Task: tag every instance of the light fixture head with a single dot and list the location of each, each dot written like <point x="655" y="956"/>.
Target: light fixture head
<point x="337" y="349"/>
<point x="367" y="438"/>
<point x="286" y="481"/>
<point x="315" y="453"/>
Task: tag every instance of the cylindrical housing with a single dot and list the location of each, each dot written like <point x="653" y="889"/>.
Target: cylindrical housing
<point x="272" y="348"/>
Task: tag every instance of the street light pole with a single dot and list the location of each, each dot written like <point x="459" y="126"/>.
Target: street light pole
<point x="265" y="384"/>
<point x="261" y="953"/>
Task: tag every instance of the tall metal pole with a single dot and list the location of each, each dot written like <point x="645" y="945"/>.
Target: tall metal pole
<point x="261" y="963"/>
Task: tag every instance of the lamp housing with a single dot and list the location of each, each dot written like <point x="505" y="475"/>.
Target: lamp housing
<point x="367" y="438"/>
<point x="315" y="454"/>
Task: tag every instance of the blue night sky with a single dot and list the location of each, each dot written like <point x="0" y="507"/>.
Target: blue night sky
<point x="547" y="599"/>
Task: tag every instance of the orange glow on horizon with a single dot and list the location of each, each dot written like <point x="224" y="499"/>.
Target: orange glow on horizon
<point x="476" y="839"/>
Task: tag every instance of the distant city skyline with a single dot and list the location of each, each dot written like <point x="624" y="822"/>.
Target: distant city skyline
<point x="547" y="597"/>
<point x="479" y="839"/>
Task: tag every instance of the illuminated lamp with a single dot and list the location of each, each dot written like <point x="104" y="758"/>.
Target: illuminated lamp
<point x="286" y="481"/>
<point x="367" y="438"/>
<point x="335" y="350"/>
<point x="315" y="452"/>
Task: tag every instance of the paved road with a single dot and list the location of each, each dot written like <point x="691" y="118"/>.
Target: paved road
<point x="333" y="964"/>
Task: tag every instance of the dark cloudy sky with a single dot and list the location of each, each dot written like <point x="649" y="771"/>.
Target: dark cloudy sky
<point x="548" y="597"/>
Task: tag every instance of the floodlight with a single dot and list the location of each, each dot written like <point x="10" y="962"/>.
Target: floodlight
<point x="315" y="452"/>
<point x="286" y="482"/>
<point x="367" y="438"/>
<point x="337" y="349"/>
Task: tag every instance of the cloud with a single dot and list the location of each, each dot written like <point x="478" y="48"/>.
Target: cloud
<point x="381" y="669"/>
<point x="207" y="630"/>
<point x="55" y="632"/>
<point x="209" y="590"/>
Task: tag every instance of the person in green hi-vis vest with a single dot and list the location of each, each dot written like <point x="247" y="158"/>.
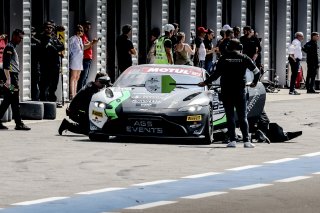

=======

**DESCRIPTION OF THE TASK**
A verbatim copy of the entries, without the pictures, is what this task requires.

**REPLY TO THE EXERCISE**
Task: tag every instance of the light fixture head with a single dot and list the location of each, each dot written like <point x="655" y="956"/>.
Target: light fixture head
<point x="337" y="349"/>
<point x="367" y="438"/>
<point x="286" y="481"/>
<point x="315" y="453"/>
Task: tag every instance of the cylindrical housing with a single dot and list the location of each, each dot written like <point x="653" y="889"/>.
Target: cylindrical housing
<point x="272" y="348"/>
Task: tag every instance of the street light pole with a single dot and list the location of each, each dot written like <point x="459" y="126"/>.
Target: street light pole
<point x="265" y="384"/>
<point x="261" y="953"/>
Task: tag every instance of the tall metal pole with a single dot and list the location of each, each dot written like <point x="645" y="945"/>.
Target: tall metal pole
<point x="261" y="963"/>
Task: tag every instance of the lamp housing with a single dot and list the location of each, each dot written like <point x="505" y="475"/>.
Target: lamp housing
<point x="367" y="438"/>
<point x="315" y="454"/>
Task: tag every instance of the blue night sky with a single dot and list the location of each, each dot written like <point x="0" y="507"/>.
Target: blue night sky
<point x="547" y="599"/>
Task: tag every instance of the orange glow on horizon with a single dot and list the location of each, each dot written like <point x="224" y="499"/>.
Target: orange glow on horizon
<point x="476" y="839"/>
Task: tag every instance of the distant city skyline with a single dot and list the location of each, each dot written like <point x="624" y="822"/>.
Target: distant city skyline
<point x="547" y="597"/>
<point x="479" y="839"/>
Task: tag every instance of the illuminated lamp with a single dot and list the location of each, each dot written like <point x="104" y="758"/>.
Target: illuminated lamp
<point x="286" y="481"/>
<point x="367" y="438"/>
<point x="335" y="350"/>
<point x="315" y="452"/>
Task: tag every instance of the paved road with a single dot and list the location of each, each dot written like <point x="691" y="118"/>.
Target: paved road
<point x="333" y="964"/>
Task: tag every instance of the dark cloudy sky with a single dot and list the location of each, each dot written like <point x="649" y="771"/>.
Target: dark cloudy sky
<point x="548" y="597"/>
Task: tag every instance of the floodlight with a single dot and list the location of each, each dot written like <point x="10" y="962"/>.
Target: floodlight
<point x="315" y="452"/>
<point x="286" y="482"/>
<point x="367" y="438"/>
<point x="337" y="349"/>
Task: tag every instance of the cloud with a single dot and list the location of each, each dot written like <point x="478" y="48"/>.
Target: cloud
<point x="381" y="669"/>
<point x="207" y="630"/>
<point x="55" y="632"/>
<point x="209" y="590"/>
Task: tag every instance of the person in green hi-vis vest with a single dot and list the location of each, each dot written like <point x="247" y="158"/>.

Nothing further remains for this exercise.